Saved data entries —
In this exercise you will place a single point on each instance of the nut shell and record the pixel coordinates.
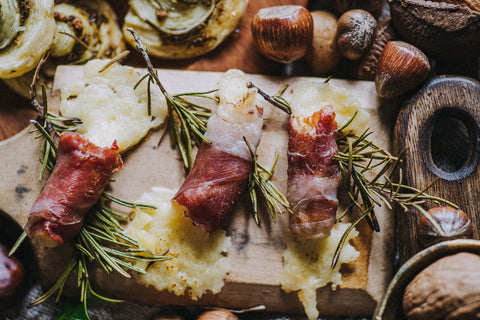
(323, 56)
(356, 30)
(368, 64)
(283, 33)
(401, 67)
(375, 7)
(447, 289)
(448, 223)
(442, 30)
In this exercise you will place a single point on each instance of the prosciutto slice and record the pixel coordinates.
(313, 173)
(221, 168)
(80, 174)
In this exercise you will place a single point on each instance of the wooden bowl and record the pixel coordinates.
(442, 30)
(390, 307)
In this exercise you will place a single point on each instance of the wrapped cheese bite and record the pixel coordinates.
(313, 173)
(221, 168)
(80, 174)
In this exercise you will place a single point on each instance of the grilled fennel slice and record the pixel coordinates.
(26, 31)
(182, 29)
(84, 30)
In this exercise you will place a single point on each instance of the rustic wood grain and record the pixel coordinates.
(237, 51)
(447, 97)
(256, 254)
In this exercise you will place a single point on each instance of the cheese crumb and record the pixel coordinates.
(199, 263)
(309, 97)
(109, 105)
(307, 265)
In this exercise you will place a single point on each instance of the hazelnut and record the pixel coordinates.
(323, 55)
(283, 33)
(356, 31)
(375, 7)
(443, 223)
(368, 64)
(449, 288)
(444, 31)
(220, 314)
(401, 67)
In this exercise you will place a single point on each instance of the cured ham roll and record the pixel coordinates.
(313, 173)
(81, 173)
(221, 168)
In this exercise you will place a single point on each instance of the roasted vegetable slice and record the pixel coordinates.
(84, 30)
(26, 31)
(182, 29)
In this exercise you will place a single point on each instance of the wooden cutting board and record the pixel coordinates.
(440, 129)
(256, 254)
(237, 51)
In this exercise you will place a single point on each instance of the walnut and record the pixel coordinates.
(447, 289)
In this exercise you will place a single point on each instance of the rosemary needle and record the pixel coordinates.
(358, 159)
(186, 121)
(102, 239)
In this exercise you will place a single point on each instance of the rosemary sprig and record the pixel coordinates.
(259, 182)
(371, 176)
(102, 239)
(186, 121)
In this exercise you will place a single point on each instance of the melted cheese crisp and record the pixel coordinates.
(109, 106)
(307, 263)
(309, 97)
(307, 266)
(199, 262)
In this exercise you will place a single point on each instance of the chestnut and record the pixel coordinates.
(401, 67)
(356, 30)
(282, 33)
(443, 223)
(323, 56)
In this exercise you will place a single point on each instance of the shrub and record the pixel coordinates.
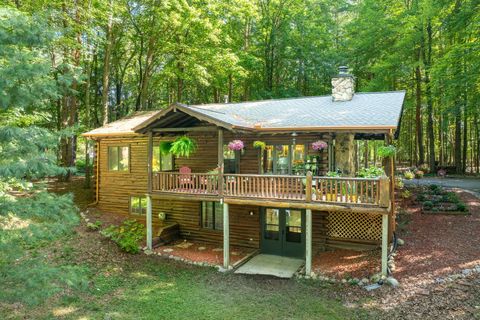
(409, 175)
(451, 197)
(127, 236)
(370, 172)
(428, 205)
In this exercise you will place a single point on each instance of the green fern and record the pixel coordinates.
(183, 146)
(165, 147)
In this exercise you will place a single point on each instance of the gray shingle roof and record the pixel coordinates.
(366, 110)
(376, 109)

* * *

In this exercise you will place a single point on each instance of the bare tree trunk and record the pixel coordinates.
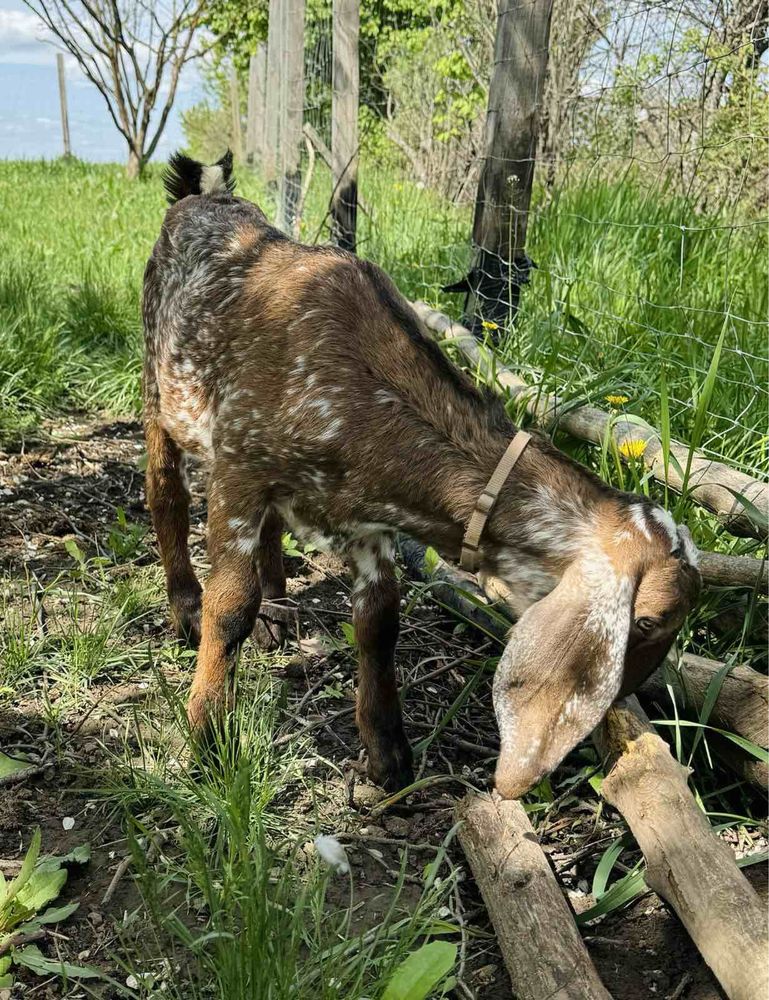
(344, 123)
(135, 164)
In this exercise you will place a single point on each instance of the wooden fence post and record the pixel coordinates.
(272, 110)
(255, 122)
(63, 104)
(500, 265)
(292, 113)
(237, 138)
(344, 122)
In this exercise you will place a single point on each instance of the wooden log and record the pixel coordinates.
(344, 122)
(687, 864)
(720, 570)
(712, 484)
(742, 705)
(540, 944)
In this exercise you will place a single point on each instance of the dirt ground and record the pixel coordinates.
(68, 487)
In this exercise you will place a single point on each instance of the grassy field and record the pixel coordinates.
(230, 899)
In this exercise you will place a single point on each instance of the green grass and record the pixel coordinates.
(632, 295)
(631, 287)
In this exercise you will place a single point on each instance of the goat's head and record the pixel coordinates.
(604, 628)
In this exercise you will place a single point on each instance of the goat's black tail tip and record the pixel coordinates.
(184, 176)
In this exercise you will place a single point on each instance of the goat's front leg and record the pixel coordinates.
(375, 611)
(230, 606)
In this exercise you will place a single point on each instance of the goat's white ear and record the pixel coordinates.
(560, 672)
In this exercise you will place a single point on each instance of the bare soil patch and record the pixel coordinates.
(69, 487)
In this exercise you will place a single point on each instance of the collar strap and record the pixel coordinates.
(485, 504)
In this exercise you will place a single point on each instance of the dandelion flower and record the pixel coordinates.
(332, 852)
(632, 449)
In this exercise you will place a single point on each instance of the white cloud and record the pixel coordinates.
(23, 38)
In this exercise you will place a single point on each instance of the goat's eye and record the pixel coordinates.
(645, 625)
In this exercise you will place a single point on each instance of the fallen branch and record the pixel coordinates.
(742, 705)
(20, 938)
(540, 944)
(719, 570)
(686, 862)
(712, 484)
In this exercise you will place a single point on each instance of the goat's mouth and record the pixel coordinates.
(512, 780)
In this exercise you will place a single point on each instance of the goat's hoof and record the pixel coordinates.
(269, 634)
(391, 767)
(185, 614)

EXERCISE DETAILS —
Identify every line in the items above that contains the string "cheese" and copy each of those lines. Case counts when matching.

SOLUTION —
In this exercise you will place a single point on each instance of the wrapped cheese bite and record the pixel coordinates.
In this exercise you will place a single point on each instance of the cheese crumb and record the pixel coordinates.
In this exercise you will place a single point on each instance of the melted cheese crisp and record the pixel coordinates.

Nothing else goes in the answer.